§ **SELECTED EXCERPT**:
A major factor that I see here, or perhaps I should say: don’t see here is a reference to television. I haven’t read about any reverences to radio, either. He was forced to entertain himself by reading books and magazines (he read his father’s Punch magazines) and creating activities for himself that interested him.

He formed thoughts and ideas and attitudes from what he read and then expanded on those thoughts.  Television, which became wide spread when I was a kid, is perhaps the biggest contributor to the cultivation of the  lack of imagination in young people. It is a great invention, I admit that, but everything is thought-out and laid before the watcher. The scenes move, one to the other, at such a rate that it gives no time for the watcher to consider and form thoughts or opinions about what they have just seen. It has to be done that way in order to keep the interest of the watcher. It’s a marketing thing to keep the ratings high.

Back to C. S. Lewis — I nearly went off on a rant, didn’t I?

§ **INFORMATION GIVEN**:
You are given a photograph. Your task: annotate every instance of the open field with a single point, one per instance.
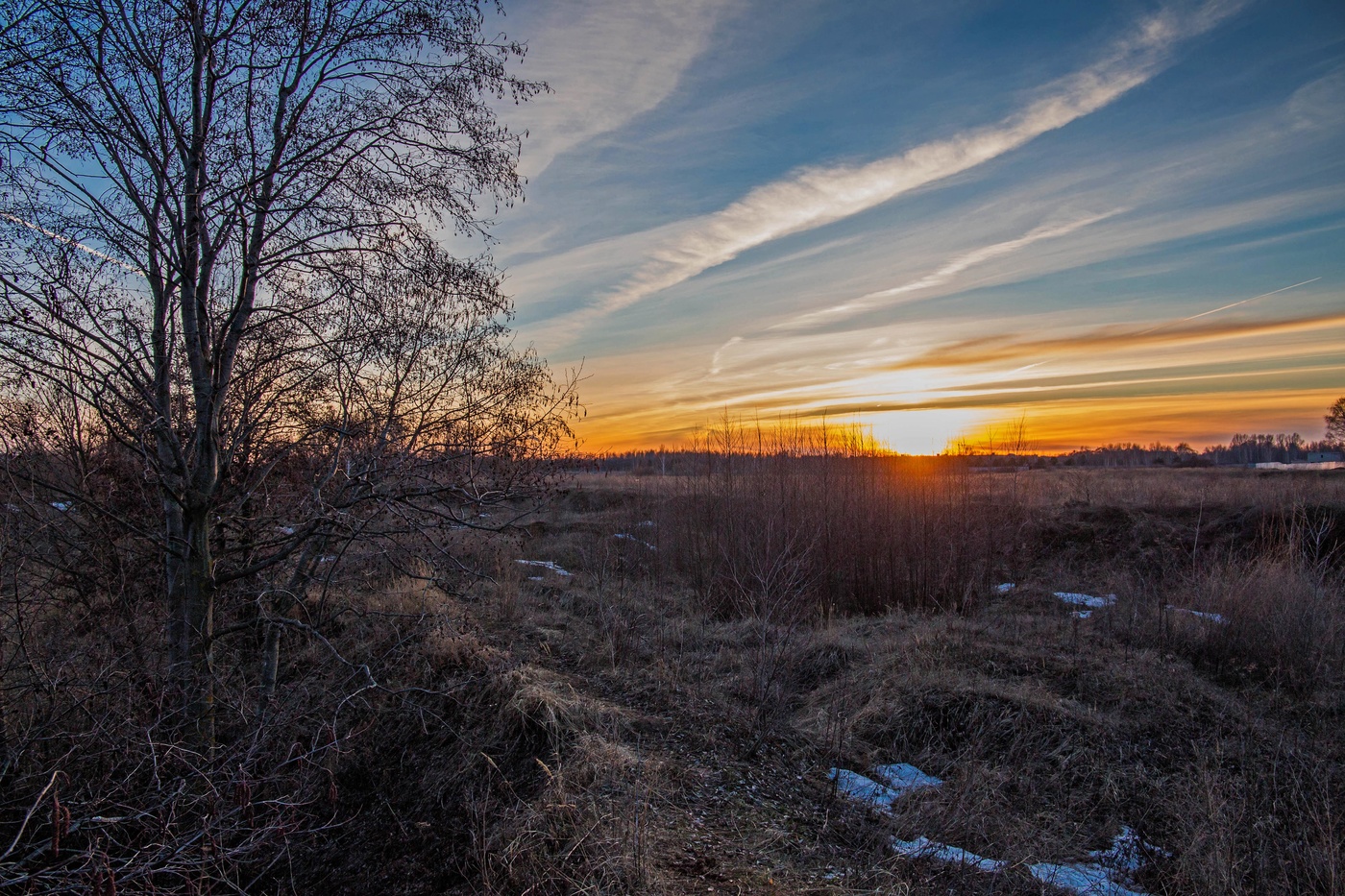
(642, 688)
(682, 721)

---

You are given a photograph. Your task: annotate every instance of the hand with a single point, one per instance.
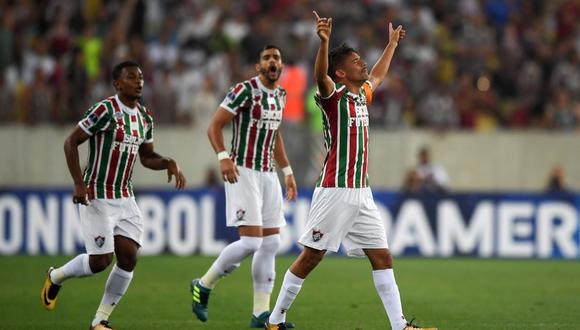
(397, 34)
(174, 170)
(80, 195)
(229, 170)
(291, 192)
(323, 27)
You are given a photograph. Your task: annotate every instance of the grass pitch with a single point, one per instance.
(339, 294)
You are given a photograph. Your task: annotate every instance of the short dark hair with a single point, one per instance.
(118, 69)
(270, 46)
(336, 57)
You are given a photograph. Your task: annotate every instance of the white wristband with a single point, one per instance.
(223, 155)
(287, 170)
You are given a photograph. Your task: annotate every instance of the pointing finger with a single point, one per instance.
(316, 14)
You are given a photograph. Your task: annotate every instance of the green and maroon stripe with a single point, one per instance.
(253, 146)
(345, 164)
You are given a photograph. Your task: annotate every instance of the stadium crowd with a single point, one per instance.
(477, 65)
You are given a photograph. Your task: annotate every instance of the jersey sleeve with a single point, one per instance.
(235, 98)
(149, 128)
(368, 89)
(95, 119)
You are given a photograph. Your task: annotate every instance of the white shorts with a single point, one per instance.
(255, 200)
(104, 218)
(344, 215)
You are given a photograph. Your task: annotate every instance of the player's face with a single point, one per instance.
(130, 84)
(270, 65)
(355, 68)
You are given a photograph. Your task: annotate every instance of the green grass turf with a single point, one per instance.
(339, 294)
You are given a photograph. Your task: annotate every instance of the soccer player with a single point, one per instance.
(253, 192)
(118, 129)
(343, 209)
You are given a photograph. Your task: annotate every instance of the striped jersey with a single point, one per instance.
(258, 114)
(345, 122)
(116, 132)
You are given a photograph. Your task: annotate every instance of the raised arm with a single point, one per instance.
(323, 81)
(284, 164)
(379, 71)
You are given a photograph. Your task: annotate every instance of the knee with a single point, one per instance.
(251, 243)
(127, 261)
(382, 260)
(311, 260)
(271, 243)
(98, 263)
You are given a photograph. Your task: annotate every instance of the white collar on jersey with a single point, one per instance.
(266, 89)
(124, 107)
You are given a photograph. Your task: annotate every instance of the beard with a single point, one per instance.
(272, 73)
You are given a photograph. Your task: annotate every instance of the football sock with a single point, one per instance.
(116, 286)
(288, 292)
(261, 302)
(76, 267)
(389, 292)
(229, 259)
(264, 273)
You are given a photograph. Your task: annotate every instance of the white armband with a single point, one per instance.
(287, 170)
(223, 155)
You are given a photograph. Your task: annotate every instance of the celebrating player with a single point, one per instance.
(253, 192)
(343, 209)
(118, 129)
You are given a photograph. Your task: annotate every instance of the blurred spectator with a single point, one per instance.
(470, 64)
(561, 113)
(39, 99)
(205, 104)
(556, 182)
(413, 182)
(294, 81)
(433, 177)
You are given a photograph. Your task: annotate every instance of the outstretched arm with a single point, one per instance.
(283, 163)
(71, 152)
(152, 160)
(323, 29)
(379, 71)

==

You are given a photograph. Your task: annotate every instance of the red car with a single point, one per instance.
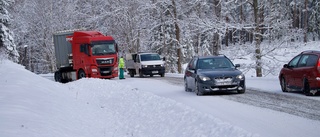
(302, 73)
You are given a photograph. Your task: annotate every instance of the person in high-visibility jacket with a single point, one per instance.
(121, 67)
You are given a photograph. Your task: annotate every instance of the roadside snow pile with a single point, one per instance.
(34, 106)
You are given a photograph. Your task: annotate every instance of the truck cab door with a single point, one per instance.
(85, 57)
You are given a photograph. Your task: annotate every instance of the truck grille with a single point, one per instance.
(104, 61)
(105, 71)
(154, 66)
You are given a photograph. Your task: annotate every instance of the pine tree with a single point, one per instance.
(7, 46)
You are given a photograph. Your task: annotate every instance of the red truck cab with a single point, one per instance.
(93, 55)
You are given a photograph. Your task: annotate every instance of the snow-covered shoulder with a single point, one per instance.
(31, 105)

§ **DIRECTIONS**:
1) In the passage on C. S. Lewis and television, what does the writer call perhaps the biggest contributor to the lack of imagination in young people?
2) Please reproduce the passage on C. S. Lewis and television, starting with "He formed thoughts" and going on through "rant, didn’t I?".

§ **RESULTS FOR THE EXERCISE**:
1) Television.

2)
He formed thoughts and ideas and attitudes from what he read and then expanded on those thoughts.  Television, which became wide spread when I was a kid, is perhaps the biggest contributor to the cultivation of the  lack of imagination in young people. It is a great invention, I admit that, but everything is thought-out and laid before the watcher. The scenes move, one to the other, at such a rate that it gives no time for the watcher to consider and form thoughts or opinions about what they have just seen. It has to be done that way in order to keep the interest of the watcher. It’s a marketing thing to keep the ratings high.

Back to C. S. Lewis — I nearly went off on a rant, didn’t I?